PROBLEM: Your answer should consist only of the lines from the line containing "of the terracotta" through the last line below, each repeated exactly.

** RECORDS FOR THIS TASK follows **

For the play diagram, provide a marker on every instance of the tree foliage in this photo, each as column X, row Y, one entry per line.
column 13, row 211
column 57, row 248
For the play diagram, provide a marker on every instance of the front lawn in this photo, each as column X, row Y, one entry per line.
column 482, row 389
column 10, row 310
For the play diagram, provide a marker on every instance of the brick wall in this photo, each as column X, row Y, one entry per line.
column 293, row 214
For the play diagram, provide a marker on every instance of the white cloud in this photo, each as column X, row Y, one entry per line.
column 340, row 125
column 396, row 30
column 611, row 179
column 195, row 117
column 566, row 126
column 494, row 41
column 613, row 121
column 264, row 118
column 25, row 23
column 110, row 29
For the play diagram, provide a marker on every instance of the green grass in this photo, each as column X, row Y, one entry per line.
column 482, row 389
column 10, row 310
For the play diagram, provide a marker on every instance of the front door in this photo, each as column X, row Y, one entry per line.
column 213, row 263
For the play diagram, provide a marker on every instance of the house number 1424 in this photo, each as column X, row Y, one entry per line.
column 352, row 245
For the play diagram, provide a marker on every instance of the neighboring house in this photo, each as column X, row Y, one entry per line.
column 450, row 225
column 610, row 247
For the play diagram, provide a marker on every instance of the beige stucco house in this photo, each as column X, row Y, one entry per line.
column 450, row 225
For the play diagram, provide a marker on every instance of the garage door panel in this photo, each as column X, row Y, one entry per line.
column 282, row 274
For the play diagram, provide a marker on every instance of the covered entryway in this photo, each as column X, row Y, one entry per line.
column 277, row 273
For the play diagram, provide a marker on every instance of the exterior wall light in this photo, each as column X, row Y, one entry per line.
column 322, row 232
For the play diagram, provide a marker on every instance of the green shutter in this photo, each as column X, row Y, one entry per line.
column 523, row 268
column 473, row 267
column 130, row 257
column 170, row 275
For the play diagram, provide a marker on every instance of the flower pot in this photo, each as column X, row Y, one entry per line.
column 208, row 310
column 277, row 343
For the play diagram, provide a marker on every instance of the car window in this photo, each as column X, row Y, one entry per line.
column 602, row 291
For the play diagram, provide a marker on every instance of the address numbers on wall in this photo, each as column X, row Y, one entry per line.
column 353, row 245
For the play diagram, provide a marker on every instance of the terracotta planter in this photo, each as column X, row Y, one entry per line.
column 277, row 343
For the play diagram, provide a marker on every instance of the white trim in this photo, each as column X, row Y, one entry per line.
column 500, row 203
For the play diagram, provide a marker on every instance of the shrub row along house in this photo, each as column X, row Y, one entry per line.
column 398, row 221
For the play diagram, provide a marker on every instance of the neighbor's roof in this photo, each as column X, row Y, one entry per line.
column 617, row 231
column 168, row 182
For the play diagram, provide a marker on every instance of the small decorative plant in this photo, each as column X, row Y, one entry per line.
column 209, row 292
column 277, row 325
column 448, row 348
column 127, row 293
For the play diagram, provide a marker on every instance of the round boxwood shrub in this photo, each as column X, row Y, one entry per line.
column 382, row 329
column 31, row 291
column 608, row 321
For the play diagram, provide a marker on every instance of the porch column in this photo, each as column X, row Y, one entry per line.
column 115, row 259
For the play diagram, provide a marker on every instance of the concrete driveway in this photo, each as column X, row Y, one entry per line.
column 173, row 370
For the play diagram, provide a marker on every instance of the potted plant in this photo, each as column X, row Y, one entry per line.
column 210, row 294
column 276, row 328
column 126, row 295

** End of RECORDS FOR THIS TASK **

RESULT:
For the play diagram, provide a marker on every instance of the terracotta planter in this photo, each as column X, row Y, one entry per line.
column 277, row 343
For the play diagram, provide a marker on every instance of the white trim in this photo, each as column X, row Y, one entry per line.
column 500, row 203
For the play diagram, provide a marker on every instance of the shrub row along house in this photo, each as column X, row Y, one entry per line.
column 398, row 221
For the play diagram, provide a marker on every instance of the neighbor's roof in this photo, each as column X, row Y, one entry per line.
column 617, row 231
column 168, row 182
For the play diagram, provide a marker on every instance of the small decorative plant in this photo, each as column X, row Y, one entry per line.
column 209, row 292
column 277, row 325
column 448, row 348
column 127, row 293
For the play diagram, provide a marker on every instance of the round boxwood shrub in this photo, each as column X, row Y, one entry per line.
column 382, row 329
column 31, row 291
column 608, row 321
For the play diagram, provide a marker on every instance of the porch column in this photo, each as column X, row Y, one entry per line.
column 115, row 259
For the play diagram, provide a marker on every instance of the concrete driveway in this photo, each as column X, row Y, one entry per line.
column 173, row 370
For the play diagram, provide a marker on every instance of the potted plant in this photo, each as column X, row Y, one entry per line.
column 210, row 294
column 276, row 328
column 126, row 295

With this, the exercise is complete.